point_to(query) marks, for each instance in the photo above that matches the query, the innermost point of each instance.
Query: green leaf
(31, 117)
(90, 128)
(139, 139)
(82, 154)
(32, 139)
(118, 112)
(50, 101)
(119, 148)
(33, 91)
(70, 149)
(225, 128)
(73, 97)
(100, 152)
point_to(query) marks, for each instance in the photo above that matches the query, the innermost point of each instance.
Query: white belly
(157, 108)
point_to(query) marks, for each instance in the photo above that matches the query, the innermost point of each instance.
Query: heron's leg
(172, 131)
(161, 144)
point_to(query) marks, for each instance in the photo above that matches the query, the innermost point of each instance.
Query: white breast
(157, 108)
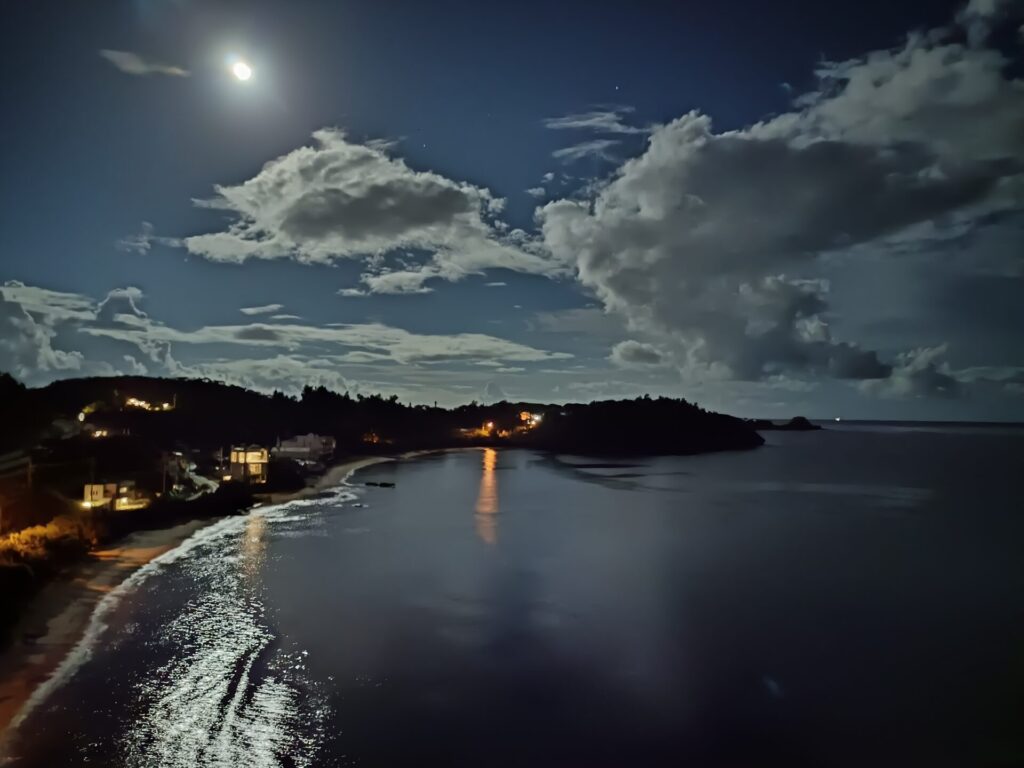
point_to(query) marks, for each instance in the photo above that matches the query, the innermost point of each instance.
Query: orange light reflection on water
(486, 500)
========
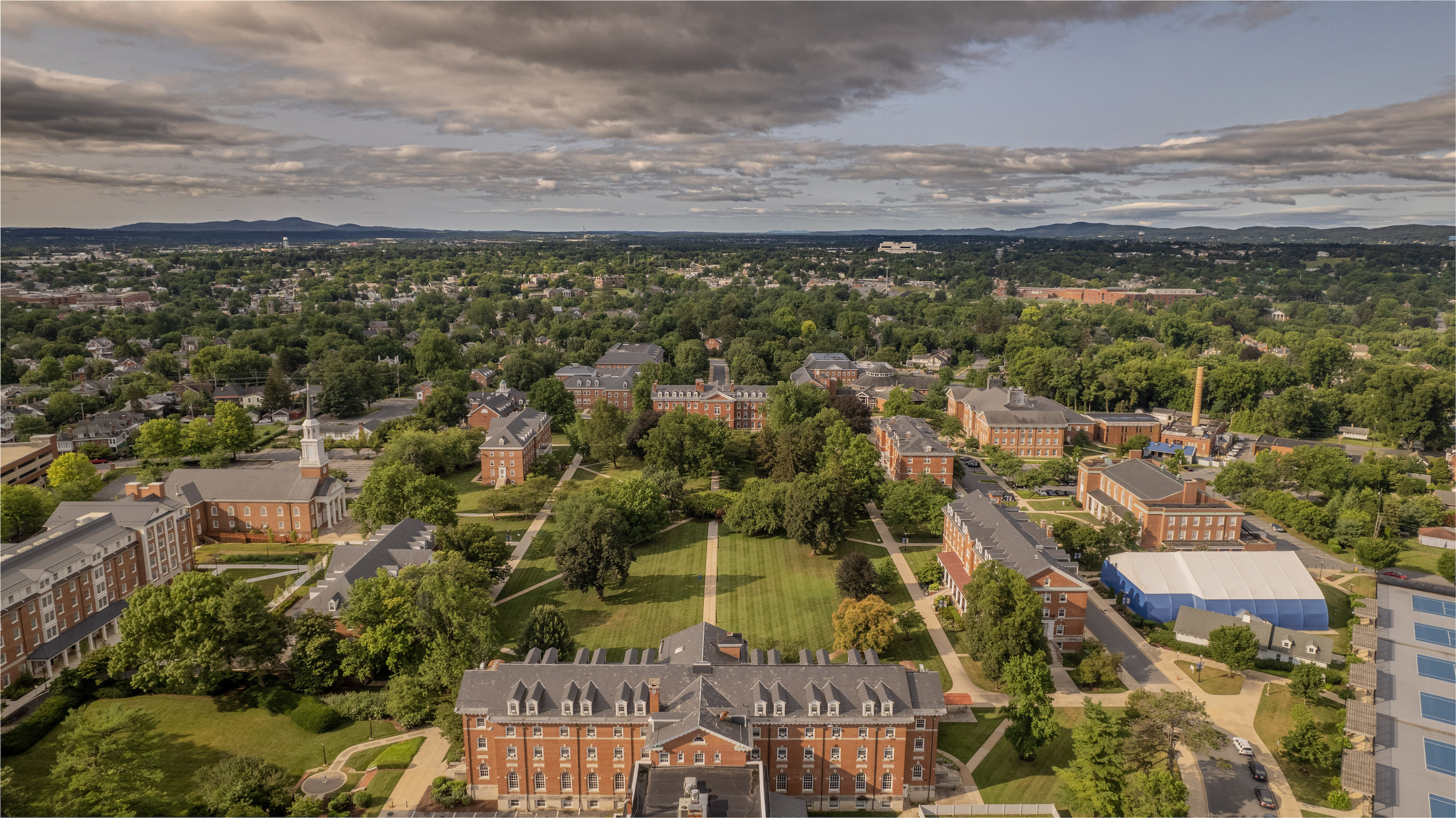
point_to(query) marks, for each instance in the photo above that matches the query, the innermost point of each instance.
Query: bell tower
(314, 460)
========
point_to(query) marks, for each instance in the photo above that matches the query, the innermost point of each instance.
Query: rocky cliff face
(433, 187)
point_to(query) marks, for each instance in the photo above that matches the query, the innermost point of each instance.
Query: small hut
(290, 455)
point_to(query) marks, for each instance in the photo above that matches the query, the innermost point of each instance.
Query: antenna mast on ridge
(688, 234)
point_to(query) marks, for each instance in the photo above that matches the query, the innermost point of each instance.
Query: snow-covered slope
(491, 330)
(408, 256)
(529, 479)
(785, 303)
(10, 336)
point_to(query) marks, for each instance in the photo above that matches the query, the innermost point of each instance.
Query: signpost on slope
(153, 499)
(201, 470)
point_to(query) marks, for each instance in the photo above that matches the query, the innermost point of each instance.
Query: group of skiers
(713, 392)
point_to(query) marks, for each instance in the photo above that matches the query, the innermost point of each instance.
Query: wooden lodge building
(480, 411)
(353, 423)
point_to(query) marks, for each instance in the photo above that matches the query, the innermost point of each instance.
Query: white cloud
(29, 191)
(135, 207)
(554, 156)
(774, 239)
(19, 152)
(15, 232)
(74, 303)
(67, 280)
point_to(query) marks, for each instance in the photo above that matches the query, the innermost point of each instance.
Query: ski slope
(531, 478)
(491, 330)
========
_課題_.
上の記録から、文字列「white」を含む行をすべてそのまま返す。大文字と小文字は区別する。

_回答_.
Query: white belly
Query: white breast
Query: white cloud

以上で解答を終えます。